Keyboards are a necessary input device for computers, but despite being so ubiquitous, yet not many pay too much attention to them. As long as they work, what else is there to know about it, right? However there are plenty of differences from keyboard to keyboard, why some are viewed as “better”, why some of them cost more, why some of them seem to be preferred by gamers, and so on.

To keep things simple, we’ll refer to keyboards that come bundled with computers and those that you usually find in offices or schools as “normal” keyboards.

What are the differences between mechanical keyboards and “normal” keyboards

Image credit – Wtshymanski/Wikipedia

There is a difference between normal keyboards and those that are called mechanical, and that’s mostly in their typing mechanisms.

Normal keyboards typically rely on a membrane mechanism, which is this piece of rubber separating the keys from the PCB (see photo above). When a key is pressed, it makes contact with the PCB and completes the circuit, which then transmits the signal to your computer and converts it into a character.

This is the same concept with mechanical keyboard, but instead of a piece of membrane covering the entire board, a mechanical keyboard has individual devices called “switches” that exist for every single key.

Note that not all switches are created equal. There are differences between switches but we’ll get to that in another article.

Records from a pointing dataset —
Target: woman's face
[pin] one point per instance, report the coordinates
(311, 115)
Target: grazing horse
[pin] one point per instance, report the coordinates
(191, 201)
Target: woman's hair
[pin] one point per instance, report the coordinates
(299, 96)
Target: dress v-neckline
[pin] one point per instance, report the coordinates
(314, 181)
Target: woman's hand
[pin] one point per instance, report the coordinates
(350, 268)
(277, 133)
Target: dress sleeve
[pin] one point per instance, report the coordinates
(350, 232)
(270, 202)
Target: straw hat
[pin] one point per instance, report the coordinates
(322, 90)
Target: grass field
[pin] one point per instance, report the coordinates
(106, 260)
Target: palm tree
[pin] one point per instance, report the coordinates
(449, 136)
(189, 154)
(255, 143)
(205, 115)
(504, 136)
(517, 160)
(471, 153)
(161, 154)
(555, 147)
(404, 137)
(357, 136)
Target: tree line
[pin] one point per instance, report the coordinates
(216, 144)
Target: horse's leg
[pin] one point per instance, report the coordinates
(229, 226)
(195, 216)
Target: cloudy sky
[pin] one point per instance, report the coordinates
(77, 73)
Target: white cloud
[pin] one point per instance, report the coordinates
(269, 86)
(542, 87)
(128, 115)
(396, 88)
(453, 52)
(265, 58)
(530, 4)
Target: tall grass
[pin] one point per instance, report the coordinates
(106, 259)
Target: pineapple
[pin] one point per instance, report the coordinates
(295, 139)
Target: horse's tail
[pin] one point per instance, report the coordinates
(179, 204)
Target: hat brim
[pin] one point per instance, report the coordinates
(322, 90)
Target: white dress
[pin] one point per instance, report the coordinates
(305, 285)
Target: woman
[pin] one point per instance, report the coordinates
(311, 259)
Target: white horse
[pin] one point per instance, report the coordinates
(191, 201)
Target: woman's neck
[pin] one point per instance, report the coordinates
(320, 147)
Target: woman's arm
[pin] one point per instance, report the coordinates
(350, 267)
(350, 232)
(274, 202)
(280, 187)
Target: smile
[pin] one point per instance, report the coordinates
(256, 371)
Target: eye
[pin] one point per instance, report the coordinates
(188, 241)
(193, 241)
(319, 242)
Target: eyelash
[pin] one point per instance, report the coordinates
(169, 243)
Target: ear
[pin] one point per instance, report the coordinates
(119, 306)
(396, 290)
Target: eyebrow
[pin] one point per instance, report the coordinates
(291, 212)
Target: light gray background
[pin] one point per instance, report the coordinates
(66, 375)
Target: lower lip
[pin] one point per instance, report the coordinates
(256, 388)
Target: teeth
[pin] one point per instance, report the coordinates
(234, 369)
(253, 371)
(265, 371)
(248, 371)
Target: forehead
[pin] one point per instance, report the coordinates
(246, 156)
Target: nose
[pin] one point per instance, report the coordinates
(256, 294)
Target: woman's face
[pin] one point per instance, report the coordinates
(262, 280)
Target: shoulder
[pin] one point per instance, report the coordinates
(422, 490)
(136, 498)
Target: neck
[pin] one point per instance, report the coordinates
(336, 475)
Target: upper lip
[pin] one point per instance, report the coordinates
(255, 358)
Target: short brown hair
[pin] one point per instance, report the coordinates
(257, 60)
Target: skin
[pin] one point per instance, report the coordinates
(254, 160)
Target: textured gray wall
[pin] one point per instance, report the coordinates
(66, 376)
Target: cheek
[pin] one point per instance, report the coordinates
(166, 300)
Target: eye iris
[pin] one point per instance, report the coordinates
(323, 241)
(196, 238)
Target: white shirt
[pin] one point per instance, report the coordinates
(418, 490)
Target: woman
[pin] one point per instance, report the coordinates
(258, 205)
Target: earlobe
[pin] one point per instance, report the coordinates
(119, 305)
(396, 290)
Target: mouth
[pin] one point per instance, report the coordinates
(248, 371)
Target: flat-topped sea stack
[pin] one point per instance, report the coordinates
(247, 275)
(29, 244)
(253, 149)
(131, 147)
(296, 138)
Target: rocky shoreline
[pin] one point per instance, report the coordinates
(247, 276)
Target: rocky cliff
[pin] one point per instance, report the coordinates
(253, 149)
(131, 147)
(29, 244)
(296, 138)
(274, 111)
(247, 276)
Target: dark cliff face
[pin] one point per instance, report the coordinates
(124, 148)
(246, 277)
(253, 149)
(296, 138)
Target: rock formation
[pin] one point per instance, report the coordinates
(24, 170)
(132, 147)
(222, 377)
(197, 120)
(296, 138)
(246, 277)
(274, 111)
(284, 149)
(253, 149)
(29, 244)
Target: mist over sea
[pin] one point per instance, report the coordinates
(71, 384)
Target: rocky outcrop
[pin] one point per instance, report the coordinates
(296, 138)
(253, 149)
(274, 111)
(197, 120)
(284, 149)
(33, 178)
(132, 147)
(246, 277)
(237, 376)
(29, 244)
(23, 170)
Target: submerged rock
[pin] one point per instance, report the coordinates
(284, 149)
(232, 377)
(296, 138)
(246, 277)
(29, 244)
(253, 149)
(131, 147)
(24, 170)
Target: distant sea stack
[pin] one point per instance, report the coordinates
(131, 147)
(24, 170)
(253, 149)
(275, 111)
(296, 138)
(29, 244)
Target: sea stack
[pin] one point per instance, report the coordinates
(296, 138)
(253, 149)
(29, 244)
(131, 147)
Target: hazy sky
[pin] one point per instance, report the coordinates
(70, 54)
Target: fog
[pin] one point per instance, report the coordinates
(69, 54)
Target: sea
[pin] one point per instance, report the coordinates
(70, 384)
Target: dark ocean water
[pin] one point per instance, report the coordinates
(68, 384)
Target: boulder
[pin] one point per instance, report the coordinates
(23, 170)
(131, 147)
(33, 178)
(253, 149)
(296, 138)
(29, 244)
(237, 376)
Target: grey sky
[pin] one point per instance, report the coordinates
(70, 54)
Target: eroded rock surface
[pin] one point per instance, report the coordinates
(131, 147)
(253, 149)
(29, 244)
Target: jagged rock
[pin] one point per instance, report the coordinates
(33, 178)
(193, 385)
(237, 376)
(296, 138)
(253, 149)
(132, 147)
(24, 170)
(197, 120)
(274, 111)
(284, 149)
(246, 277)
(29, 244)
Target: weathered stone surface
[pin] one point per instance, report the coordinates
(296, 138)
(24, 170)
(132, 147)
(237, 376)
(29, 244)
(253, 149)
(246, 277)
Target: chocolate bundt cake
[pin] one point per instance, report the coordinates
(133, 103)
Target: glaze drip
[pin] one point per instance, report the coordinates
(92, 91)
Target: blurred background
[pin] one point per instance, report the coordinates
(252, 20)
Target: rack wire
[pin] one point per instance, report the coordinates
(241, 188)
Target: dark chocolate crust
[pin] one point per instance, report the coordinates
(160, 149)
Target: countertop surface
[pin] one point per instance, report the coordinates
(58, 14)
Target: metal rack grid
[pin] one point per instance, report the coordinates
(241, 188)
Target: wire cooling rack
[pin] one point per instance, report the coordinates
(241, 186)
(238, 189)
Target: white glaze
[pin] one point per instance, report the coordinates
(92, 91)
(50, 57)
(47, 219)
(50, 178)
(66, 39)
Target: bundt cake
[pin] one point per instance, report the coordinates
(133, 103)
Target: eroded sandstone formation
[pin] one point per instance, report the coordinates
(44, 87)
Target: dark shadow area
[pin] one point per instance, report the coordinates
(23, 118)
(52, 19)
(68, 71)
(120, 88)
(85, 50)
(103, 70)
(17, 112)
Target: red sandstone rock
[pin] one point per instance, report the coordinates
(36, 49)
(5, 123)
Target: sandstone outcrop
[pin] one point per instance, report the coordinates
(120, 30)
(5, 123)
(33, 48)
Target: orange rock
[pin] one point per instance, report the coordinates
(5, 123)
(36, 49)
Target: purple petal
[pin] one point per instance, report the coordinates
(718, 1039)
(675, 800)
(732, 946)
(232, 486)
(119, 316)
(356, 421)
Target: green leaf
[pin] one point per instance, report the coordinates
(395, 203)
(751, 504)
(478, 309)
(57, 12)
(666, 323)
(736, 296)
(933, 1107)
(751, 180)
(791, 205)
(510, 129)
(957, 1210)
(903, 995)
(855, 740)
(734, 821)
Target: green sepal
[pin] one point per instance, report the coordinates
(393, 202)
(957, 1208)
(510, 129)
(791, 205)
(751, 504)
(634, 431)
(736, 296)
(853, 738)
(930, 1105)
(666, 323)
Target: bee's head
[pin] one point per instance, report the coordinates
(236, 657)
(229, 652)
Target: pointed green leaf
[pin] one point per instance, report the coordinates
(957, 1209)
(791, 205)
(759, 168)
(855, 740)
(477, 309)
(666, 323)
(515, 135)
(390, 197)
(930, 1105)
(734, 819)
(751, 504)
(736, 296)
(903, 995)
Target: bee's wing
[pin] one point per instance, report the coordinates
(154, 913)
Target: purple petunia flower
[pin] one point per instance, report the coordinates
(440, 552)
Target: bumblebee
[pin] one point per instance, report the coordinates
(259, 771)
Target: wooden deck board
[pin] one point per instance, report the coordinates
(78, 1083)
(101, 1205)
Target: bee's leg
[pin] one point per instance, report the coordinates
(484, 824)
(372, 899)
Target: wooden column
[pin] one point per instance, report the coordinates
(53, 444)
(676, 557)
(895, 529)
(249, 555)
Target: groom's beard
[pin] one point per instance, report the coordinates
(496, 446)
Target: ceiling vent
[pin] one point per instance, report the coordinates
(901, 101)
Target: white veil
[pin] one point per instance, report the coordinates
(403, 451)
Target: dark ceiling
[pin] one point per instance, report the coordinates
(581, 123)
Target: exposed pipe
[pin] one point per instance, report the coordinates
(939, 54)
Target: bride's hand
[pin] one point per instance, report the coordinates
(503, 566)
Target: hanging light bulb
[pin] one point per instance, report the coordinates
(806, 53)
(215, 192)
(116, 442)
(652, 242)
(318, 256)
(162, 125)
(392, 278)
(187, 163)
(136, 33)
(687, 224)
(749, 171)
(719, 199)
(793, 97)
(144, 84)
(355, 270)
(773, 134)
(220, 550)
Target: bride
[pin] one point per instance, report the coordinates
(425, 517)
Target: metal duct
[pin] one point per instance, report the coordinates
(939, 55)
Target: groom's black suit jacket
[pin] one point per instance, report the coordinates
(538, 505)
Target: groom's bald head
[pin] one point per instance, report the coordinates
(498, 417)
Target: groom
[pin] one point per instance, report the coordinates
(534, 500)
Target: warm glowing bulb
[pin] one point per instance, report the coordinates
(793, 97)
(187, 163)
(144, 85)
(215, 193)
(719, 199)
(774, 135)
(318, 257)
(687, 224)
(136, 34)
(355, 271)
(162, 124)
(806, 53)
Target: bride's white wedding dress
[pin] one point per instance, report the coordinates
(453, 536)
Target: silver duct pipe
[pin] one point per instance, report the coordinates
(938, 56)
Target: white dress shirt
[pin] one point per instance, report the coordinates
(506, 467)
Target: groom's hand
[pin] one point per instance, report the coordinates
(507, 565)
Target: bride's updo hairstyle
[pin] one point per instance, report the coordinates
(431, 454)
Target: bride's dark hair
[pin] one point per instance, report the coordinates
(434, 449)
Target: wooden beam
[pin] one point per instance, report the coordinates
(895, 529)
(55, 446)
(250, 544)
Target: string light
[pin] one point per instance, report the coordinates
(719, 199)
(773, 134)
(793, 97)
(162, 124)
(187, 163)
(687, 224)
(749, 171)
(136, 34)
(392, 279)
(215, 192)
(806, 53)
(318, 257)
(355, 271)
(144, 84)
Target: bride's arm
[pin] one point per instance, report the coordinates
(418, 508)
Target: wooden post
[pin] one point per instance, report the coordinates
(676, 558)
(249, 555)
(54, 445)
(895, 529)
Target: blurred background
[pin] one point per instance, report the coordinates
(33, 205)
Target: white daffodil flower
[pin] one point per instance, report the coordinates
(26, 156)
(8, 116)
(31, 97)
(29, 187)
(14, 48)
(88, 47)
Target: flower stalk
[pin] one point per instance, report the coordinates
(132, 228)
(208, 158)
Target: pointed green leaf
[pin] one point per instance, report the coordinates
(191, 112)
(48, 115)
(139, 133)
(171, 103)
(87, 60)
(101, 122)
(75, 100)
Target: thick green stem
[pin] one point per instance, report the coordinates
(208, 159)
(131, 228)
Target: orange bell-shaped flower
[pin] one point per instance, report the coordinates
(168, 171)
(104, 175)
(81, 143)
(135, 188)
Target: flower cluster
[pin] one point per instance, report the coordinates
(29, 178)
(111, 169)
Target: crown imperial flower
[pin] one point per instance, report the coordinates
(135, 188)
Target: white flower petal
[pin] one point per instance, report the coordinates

Stated exercise 1 —
Do these statements agree with the keyboard article? (a) Normal keyboards typically use a membrane mechanism. (b) A mechanical keyboard has one membrane covering the whole board. (c) All switches are the same. Answer yes or no for each, quoting the deciding words.
Stated exercise 2 —
Which lines of the records contain the string "cake"? Pick out and copy each one.
The keyboard article and the records have no connection to each other.

Reply 1 —
(a) Yes: "Normal keyboards typically rely on a membrane mechanism"
(b) No: "instead of a piece of membrane covering the entire board, a mechanical keyboard has individual devices called “switches” that exist for every single key"
(c) No: "Note that not all switches are created equal."

Reply 2 —
Target: chocolate bundt cake
Target: bundt cake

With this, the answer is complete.